• **ABOUT THIS TASK**
Go through the listing and copy each line that has the string "below" in it.

Content starts

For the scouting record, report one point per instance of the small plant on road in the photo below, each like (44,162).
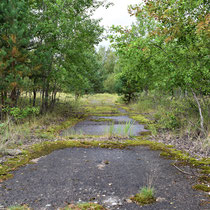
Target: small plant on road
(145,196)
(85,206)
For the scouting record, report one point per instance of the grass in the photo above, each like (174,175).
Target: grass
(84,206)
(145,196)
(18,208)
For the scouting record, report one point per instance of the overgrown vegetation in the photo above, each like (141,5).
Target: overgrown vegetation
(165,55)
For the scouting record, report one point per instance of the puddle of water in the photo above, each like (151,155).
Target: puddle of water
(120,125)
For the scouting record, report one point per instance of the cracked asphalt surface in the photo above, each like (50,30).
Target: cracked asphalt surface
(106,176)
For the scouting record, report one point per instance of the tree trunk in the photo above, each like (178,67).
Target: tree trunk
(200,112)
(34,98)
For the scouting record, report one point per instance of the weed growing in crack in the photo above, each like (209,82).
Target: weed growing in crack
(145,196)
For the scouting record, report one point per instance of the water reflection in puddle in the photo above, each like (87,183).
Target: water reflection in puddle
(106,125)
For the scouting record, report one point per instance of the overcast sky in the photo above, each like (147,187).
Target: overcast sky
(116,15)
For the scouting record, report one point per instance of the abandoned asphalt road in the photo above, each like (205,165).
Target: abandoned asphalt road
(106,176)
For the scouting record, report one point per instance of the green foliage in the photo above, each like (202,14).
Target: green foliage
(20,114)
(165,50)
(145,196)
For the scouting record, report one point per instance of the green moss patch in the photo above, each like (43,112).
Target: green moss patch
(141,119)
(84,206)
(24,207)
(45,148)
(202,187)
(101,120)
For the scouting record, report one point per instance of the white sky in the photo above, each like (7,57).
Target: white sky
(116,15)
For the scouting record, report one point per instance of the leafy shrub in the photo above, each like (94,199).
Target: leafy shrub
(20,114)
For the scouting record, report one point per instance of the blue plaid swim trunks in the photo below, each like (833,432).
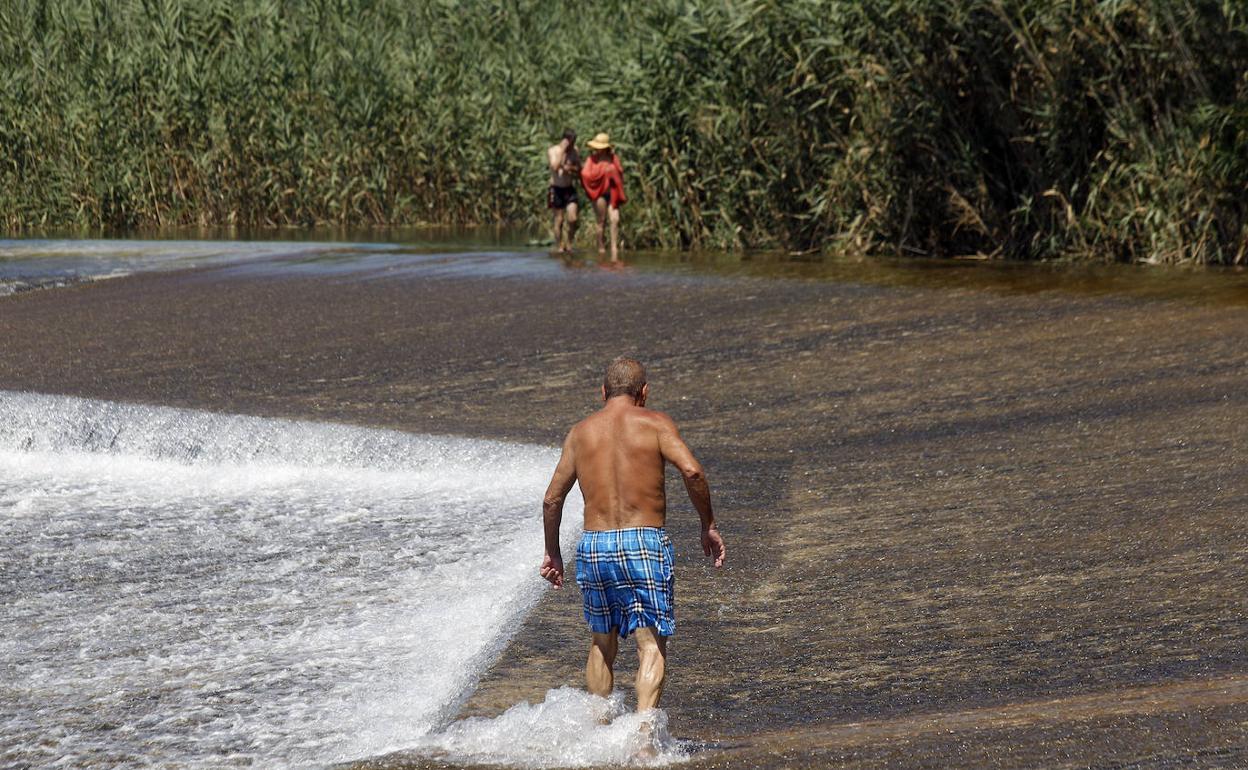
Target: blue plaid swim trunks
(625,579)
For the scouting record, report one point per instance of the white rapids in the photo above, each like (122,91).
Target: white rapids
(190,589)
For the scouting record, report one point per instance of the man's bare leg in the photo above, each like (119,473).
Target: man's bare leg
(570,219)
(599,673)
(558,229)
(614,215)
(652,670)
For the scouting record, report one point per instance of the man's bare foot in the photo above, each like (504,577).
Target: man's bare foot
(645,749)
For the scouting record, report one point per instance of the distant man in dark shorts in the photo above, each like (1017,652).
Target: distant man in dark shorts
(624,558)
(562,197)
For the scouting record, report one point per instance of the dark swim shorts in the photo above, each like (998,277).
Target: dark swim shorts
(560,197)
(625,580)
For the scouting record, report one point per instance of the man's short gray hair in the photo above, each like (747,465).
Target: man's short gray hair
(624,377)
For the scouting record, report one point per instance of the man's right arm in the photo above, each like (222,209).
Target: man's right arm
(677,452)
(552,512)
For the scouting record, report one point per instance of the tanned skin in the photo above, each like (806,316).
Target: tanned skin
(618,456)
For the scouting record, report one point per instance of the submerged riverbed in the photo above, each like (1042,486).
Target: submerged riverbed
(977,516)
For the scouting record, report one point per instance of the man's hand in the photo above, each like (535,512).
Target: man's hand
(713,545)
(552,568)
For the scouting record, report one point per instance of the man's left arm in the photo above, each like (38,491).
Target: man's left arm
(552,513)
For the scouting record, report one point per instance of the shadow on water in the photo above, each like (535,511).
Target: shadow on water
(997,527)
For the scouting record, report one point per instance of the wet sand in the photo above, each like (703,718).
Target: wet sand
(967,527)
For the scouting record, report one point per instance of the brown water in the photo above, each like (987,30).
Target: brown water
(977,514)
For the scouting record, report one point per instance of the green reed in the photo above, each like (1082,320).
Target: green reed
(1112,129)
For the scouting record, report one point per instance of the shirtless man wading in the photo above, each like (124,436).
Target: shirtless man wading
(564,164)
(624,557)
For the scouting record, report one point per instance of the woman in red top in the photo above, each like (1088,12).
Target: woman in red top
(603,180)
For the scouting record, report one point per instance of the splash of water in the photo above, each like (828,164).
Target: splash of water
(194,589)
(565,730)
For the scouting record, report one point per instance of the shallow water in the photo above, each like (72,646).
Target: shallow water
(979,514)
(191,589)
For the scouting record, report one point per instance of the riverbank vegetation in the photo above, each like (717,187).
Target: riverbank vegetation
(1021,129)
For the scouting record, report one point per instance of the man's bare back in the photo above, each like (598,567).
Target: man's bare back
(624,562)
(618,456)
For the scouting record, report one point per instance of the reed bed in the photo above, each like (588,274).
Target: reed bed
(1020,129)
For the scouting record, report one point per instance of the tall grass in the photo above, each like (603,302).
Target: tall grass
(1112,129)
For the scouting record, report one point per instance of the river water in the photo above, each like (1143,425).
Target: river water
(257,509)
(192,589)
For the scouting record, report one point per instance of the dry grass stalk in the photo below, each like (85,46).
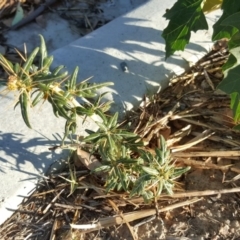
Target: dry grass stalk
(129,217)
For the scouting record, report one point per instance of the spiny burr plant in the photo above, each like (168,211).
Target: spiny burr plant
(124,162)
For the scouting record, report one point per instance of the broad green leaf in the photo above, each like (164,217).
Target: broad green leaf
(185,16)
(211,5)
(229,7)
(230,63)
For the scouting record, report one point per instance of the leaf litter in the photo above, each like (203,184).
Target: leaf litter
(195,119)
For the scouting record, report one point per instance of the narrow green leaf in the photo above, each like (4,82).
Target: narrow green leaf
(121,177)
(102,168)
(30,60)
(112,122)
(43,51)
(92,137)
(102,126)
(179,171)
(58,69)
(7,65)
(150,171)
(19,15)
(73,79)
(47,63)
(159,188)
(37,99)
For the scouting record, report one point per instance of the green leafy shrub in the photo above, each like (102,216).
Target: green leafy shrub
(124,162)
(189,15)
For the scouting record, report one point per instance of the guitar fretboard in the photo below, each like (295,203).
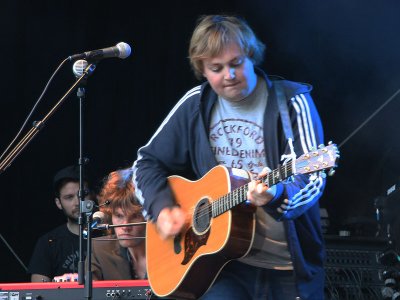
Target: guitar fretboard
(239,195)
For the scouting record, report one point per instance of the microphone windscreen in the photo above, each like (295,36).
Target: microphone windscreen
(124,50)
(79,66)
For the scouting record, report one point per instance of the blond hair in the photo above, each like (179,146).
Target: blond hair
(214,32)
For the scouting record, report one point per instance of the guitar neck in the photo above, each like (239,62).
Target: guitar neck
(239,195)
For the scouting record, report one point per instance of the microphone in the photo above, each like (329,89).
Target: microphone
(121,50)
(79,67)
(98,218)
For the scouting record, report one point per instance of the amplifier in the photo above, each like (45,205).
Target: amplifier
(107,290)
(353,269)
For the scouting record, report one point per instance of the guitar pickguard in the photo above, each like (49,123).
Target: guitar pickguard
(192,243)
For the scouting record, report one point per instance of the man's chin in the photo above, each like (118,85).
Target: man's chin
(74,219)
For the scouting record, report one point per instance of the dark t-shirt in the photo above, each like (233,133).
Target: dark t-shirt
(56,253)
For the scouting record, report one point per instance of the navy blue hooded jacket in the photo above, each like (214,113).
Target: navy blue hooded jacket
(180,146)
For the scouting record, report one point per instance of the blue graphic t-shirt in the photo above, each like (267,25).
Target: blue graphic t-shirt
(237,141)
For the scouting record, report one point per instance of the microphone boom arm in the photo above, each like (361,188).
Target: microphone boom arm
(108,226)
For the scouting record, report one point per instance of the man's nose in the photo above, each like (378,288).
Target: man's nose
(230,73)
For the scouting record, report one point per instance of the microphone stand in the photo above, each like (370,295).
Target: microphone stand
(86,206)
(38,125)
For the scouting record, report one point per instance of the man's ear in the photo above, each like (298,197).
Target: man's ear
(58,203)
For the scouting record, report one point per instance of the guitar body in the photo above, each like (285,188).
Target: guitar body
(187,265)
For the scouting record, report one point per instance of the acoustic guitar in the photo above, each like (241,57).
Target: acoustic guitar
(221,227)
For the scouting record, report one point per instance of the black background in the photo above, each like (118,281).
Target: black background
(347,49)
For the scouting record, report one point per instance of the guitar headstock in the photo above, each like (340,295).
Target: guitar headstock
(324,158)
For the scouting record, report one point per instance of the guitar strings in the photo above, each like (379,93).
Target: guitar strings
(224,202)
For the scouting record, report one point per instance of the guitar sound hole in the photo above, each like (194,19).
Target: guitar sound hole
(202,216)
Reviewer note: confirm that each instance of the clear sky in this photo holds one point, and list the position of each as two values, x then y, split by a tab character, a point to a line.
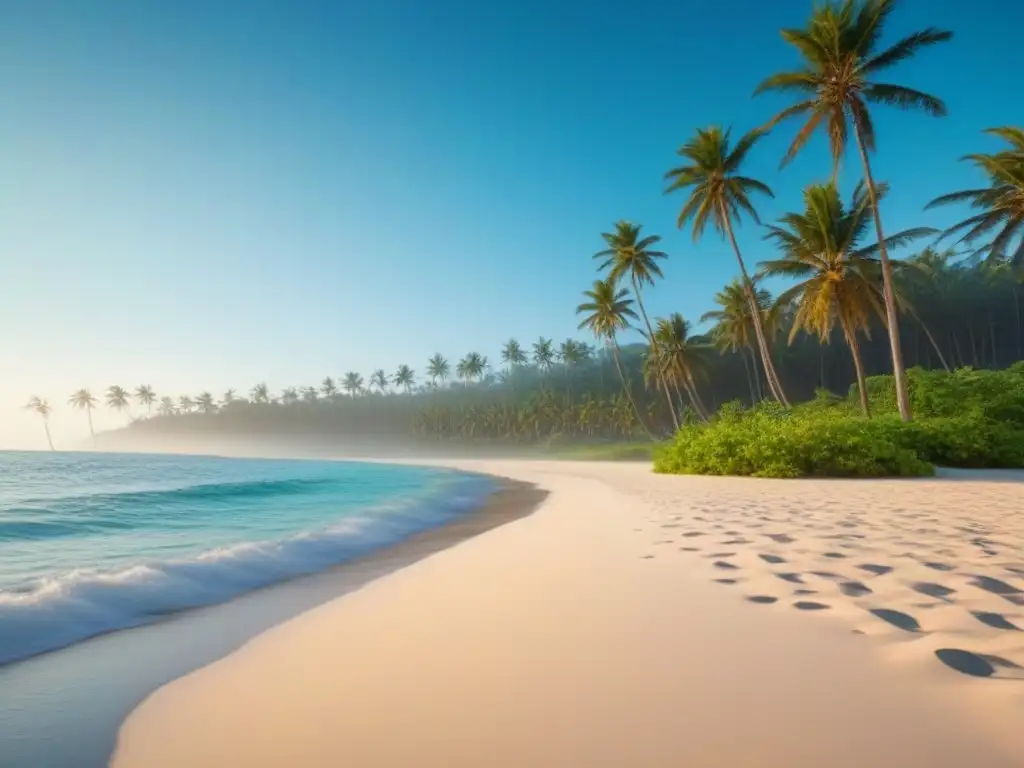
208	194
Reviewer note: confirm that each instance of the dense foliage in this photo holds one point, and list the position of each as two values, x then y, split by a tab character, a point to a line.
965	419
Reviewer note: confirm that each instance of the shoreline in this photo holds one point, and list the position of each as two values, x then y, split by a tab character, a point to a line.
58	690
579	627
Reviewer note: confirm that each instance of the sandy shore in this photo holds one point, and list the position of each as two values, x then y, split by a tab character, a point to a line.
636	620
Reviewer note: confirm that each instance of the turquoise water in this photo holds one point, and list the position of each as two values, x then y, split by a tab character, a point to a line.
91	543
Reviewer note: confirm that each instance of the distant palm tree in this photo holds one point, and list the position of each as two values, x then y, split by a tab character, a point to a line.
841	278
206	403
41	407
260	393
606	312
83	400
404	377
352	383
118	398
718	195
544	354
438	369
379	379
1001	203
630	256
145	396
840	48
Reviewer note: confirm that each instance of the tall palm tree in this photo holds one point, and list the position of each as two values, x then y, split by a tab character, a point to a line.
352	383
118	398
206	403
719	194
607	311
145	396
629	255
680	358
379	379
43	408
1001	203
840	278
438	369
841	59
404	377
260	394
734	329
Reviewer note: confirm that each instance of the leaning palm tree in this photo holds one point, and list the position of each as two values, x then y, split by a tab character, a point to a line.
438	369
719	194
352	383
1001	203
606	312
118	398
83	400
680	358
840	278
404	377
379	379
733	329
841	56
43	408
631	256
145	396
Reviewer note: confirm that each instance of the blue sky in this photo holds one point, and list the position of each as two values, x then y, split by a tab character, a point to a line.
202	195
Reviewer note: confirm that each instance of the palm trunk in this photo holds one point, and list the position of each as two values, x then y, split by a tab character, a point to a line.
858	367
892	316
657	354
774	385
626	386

Content ends

• **RESPONSE TO THIS EXERCISE**
For the scouting record, report one point per instance of the small plant on road in the photo below, each like (44,162).
For the scouting record, report one point per instance of the blue plaid swim trunks in the photo below, each like (833,432).
For the scouting record, report one point per instance of the dry grass stalk in the photo below, each like (85,46).
For the scouting record, report one point per instance of the guitar fretboard in the photo below, each like (295,203).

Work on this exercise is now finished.